**課題**
下の提示文から、「プロジェクトの以下にアクセスし、web app作成画面を表示します。」から「トリ以下に置かれたようです。」までを両端も含めて一字一句そのまま書き写してください。

**提示文**
参考：https://academy.dataiku.com/plugin-development/513345

以下の記事の前準備が終わっているものとします。
https://qiita.com/ayoyo/items/ffd2bfbf6a8c7f01ecd6

プロジェクトの以下にアクセスし、web app作成画面を表示します。
[>]>[+New Webapp]>[Code Webapp]>[sample-webapp]

[ACTIONS]>[Plugin]をクリック。

Existing dev pluginを選択し、Plugin idとしてtest pluginを選択。（ここで出てこない場合は、この記事の前準備ができていない。）
New plugin webapp idにcustom-scatterplotと記載して[CONVERT]をクリック。

画面が切り替わって、以下のような画面が表示されます。これは、pluginの開発用画面となります。散布図web appをプラグイン化したことで、自動的にプラグインのひな形が作成されました。ちなみに[Apps]>[Plugins]>[Development]>[custom-scatterplot]でも辿り着けます。

左側にこのプラグインのディレクトリ構造が示されています。今回のプラグインはtest-plugin/webapps/custom-scatterplot以下にファイルが置かれていることがわかります。ちなみに、test-plugin/webapps/custom-histgramは、この記事を実施したときのプラグインです。同じプラグインID(test-plugin)で作成したので、同じwebappsディレクトリ以下に置かれたようです。

webapp.jsonの書き換え

プラグイン化するため、内部でベタ書きで呼んでいるデータセット名やカラム名を変更していきます。
webapp.jsonのparamを以下のように書き換えます。

**表示された行**
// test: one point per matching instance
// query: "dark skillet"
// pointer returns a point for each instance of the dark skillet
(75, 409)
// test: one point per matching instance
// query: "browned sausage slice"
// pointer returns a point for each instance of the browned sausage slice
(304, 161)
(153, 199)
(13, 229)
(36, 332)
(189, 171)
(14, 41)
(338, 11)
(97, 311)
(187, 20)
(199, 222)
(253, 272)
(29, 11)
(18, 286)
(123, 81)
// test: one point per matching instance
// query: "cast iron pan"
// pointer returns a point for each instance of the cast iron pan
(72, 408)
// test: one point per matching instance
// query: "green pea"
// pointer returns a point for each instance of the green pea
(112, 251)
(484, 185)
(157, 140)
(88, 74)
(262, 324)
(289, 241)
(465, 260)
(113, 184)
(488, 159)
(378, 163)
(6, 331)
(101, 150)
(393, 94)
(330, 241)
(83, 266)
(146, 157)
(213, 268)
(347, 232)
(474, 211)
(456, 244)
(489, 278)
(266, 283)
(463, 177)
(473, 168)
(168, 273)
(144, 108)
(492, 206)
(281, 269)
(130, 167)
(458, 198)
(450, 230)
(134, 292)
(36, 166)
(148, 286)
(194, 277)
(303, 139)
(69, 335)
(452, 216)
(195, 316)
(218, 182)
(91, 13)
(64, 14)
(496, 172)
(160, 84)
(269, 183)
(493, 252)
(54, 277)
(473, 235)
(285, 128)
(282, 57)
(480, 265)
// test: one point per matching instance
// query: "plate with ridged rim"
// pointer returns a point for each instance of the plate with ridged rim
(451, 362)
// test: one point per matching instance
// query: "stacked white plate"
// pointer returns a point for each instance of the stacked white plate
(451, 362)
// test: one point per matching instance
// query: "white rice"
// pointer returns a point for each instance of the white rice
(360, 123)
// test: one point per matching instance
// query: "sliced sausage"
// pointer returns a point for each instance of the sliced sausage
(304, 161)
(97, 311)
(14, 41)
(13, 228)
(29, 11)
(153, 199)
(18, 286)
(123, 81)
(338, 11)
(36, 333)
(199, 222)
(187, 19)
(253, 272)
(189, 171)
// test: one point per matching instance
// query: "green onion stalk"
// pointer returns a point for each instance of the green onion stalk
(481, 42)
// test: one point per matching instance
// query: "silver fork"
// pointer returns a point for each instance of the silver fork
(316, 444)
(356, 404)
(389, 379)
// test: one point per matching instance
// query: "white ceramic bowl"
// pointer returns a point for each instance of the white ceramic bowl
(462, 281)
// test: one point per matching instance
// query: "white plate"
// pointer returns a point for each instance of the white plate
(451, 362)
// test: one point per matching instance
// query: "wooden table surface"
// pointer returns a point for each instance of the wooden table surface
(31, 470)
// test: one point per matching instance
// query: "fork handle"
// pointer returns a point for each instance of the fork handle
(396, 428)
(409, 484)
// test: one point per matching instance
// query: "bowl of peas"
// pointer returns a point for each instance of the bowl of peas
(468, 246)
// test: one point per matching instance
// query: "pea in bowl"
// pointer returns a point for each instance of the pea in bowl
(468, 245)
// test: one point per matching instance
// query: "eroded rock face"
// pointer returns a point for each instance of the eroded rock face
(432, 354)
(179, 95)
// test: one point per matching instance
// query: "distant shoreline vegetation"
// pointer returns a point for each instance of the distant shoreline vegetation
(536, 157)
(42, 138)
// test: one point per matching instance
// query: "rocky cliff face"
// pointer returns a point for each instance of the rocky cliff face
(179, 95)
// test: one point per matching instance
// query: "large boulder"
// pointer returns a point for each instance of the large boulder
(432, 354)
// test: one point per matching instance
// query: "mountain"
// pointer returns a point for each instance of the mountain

**正解**
プロジェクトの以下にアクセスし、web app作成画面を表示します。
[>]>[+New Webapp]>[Code Webapp]>[sample-webapp]

[ACTIONS]>[Plugin]をクリック。

Existing dev pluginを選択し、Plugin idとしてtest pluginを選択。（ここで出てこない場合は、この記事の前準備ができていない。）
New plugin webapp idにcustom-scatterplotと記載して[CONVERT]をクリック。

画面が切り替わって、以下のような画面が表示されます。これは、pluginの開発用画面となります。散布図web appをプラグイン化したことで、自動的にプラグインのひな形が作成されました。ちなみに[Apps]>[Plugins]>[Development]>[custom-scatterplot]でも辿り着けます。

左側にこのプラグインのディレクトリ構造が示されています。今回のプラグインはtest-plugin/webapps/custom-scatterplot以下にファイルが置かれていることがわかります。ちなみに、test-plugin/webapps/custom-histgramは、この記事を実施したときのプラグインです。同じプラグインID(test-plugin)で作成したので、同じwebappsディレクトリ以下に置かれたようです。